Task statement:
Render all the material below as a numbered list, leaving out any blank lines.

Dataset records:
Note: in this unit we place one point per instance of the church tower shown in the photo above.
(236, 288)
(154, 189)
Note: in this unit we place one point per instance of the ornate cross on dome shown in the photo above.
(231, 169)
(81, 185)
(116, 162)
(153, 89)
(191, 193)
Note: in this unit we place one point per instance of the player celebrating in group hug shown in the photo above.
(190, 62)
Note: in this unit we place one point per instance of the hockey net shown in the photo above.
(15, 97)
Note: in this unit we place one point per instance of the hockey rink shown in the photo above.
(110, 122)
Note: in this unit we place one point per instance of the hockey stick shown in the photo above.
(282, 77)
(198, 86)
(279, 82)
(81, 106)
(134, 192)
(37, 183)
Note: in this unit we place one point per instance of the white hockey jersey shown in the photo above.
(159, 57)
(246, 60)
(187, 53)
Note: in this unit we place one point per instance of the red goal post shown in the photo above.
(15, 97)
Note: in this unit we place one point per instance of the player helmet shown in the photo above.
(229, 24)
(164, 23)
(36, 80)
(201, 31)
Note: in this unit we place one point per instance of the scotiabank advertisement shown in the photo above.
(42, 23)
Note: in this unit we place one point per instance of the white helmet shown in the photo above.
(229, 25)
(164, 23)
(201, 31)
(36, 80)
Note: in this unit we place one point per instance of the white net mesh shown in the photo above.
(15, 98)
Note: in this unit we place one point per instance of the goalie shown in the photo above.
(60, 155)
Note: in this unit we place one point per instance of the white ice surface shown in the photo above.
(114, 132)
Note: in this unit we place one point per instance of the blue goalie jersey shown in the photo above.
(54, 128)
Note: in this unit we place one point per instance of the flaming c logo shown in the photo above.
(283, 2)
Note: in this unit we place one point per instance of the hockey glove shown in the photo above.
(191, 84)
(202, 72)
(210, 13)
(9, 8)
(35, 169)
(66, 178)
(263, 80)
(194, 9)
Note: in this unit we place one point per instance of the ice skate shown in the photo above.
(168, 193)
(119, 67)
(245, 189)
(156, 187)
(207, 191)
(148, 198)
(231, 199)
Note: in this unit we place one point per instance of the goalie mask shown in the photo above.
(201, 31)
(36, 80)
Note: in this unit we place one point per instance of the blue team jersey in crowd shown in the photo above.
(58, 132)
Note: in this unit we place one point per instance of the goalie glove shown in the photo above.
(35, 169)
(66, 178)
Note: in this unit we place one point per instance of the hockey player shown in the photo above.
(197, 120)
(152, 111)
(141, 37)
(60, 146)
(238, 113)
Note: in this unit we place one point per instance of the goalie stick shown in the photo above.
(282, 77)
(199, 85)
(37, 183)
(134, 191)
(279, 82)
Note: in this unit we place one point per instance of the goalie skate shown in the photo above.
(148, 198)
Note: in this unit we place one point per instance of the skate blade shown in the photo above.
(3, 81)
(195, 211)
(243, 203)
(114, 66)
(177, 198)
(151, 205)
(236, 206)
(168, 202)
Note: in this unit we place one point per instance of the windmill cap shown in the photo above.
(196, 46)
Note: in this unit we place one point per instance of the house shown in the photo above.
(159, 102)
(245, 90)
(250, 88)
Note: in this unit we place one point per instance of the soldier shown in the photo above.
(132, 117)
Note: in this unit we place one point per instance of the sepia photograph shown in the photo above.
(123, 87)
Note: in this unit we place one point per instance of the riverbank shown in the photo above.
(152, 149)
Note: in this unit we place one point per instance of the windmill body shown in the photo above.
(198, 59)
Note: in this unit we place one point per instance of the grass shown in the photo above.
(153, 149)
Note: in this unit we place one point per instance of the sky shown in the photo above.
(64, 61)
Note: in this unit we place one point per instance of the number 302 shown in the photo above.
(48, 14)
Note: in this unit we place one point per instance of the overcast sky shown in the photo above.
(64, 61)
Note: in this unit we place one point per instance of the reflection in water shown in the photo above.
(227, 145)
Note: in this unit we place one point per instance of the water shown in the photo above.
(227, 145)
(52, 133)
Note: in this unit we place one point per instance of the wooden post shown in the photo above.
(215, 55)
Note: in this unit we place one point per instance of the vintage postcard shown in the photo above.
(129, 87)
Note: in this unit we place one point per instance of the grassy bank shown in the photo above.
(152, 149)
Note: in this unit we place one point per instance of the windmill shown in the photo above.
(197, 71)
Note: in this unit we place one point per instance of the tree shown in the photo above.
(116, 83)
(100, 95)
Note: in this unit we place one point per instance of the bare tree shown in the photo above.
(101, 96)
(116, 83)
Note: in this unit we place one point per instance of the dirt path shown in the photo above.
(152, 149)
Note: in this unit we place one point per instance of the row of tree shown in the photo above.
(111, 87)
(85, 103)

Solved exercise:
1. Note: in this unit we place one point per instance of the church tower shown in the photo above.
2. (236, 288)
3. (154, 189)
4. Note: in this unit we place one point per instance of the ornate cross on dome shown in the photo above.
5. (231, 169)
6. (81, 185)
7. (116, 162)
8. (153, 89)
9. (191, 193)
10. Note: in this unit we place one point per instance of the player celebrating in group hug shown in the photo above.
11. (190, 62)
12. Note: in this unit we place one point per instance of the hockey net shown in the photo above.
13. (15, 97)
14. Note: in this unit we place one point per instance of the hockey rink shown in the photo above.
15. (110, 122)
16. Note: in this unit we place one point per instance of the hockey stick shown in the photo above.
17. (282, 77)
18. (198, 86)
19. (279, 82)
20. (81, 106)
21. (134, 192)
22. (37, 183)
23. Note: in this unit we place one point per instance of the white hockey jersey shown in the photo above.
24. (159, 57)
25. (246, 60)
26. (187, 53)
27. Note: in this unit we place one point per instance of the red goal post shown in the photo above.
28. (15, 97)
29. Note: in this unit we place one point per instance of the player helmet shown in the photo above.
30. (229, 24)
31. (164, 23)
32. (36, 80)
33. (201, 31)
34. Note: in this unit we place one point per instance of the scotiabank advertisement shown in the photo above.
35. (42, 23)
36. Note: in this unit we place one point per instance of the white helmet shown in the photo above.
37. (229, 25)
38. (164, 23)
39. (201, 31)
40. (36, 80)
41. Note: in this unit we place one point per instance of the white net mesh shown in the photo above.
42. (15, 98)
43. Note: in this unit we place one point per instance of the goalie shown in the photo above.
44. (60, 155)
45. Note: in this unit we place one point per instance of the white ice surface shown in the photo above.
46. (114, 132)
47. Note: in this unit we place one point per instance of the blue goalie jersey shown in the photo above.
48. (54, 128)
49. Note: in this unit we place one point per instance of the flaming c logo shown in the photo above.
50. (283, 2)
51. Note: in this unit we place one point per instance of the hockey glove shown in the photo above.
52. (191, 84)
53. (202, 72)
54. (210, 13)
55. (9, 8)
56. (35, 169)
57. (66, 178)
58. (263, 80)
59. (194, 9)
60. Note: in this unit we place one point per instance of the ice skate shown in the photo above.
61. (168, 193)
62. (119, 67)
63. (245, 189)
64. (156, 187)
65. (207, 191)
66. (148, 198)
67. (231, 199)
68. Note: in this unit we place one point per instance of the goalie mask shown in the photo above.
69. (201, 31)
70. (36, 80)
71. Note: in this unit we place one point per instance of the blue team jersey in crowd shown in the photo above.
72. (58, 132)
73. Note: in this unit we place one point per instance of the goalie glove shown in the photo above.
74. (35, 169)
75. (66, 178)
76. Note: in this unit we place one point per instance of the hockey player shown in the photo above.
77. (197, 120)
78. (152, 111)
79. (141, 37)
80. (60, 146)
81. (238, 113)
82. Note: in this unit we place one point per instance of the goalie stick shown in the photo above.
83. (282, 77)
84. (199, 85)
85. (37, 183)
86. (134, 191)
87. (279, 82)
88. Note: in this unit we place one point per instance of the goalie skate shown in the photo above.
89. (148, 198)
90. Note: in this unit we place one point per instance of the skate blade shown in the photo above.
91. (3, 81)
92. (195, 211)
93. (243, 203)
94. (114, 66)
95. (177, 198)
96. (151, 205)
97. (236, 206)
98. (168, 202)
99. Note: in this unit we place one point per instance of the windmill cap shown in the photo above.
100. (196, 46)
101. Note: in this unit we place one point per instance of the house shown in the photo above.
102. (159, 102)
103. (245, 90)
104. (250, 88)
105. Note: in this unit we place one point per instance of the soldier shown in the photo above.
106. (132, 117)
107. Note: in this unit we place one point per instance of the sepia photograph shown in the photo above.
108. (123, 87)
109. Note: in this unit we place one point per instance of the riverbank shown in the photo above.
110. (152, 149)
111. Note: in this unit we place one point per instance of the windmill body shown in the photo above.
112. (198, 59)
113. Note: in this unit we place one point per instance of the grass shown in the photo above.
114. (153, 149)
115. Note: in this unit we place one point per instance of the sky shown in the photo above.
116. (64, 61)
117. Note: in this unit we place one point per instance of the number 302 shown in the photo above.
118. (48, 14)
119. Note: in this unit we place one point per instance of the overcast sky shown in the photo above.
120. (64, 61)
121. Note: in this unit we place one point per instance of the reflection in water shown in the photo above.
122. (227, 145)
123. Note: in this unit we place one point per instance of the water shown in the photo above.
124. (227, 145)
125. (52, 133)
126. Note: in this unit we place one point per instance of the wooden post shown in the photo above.
127. (215, 55)
128. Note: in this unit we place one point per instance of the vintage postcard shown in the photo above.
129. (129, 87)
130. Note: in this unit we place one point per instance of the grassy bank shown in the photo above.
131. (152, 149)
132. Note: in this unit we place one point per instance of the windmill shown in the photo above.
133. (197, 71)
134. Note: in this unit we place one point per instance of the tree shown in the photo above.
135. (116, 83)
136. (100, 95)
137. Note: in this unit we place one point per instance of the bare tree shown in the photo above.
138. (101, 96)
139. (116, 83)
140. Note: in this unit we place one point per instance of the dirt path shown in the photo above.
141. (152, 149)
142. Note: in this unit we place one point per instance of the row of tree shown in the photo above.
143. (111, 87)
144. (85, 103)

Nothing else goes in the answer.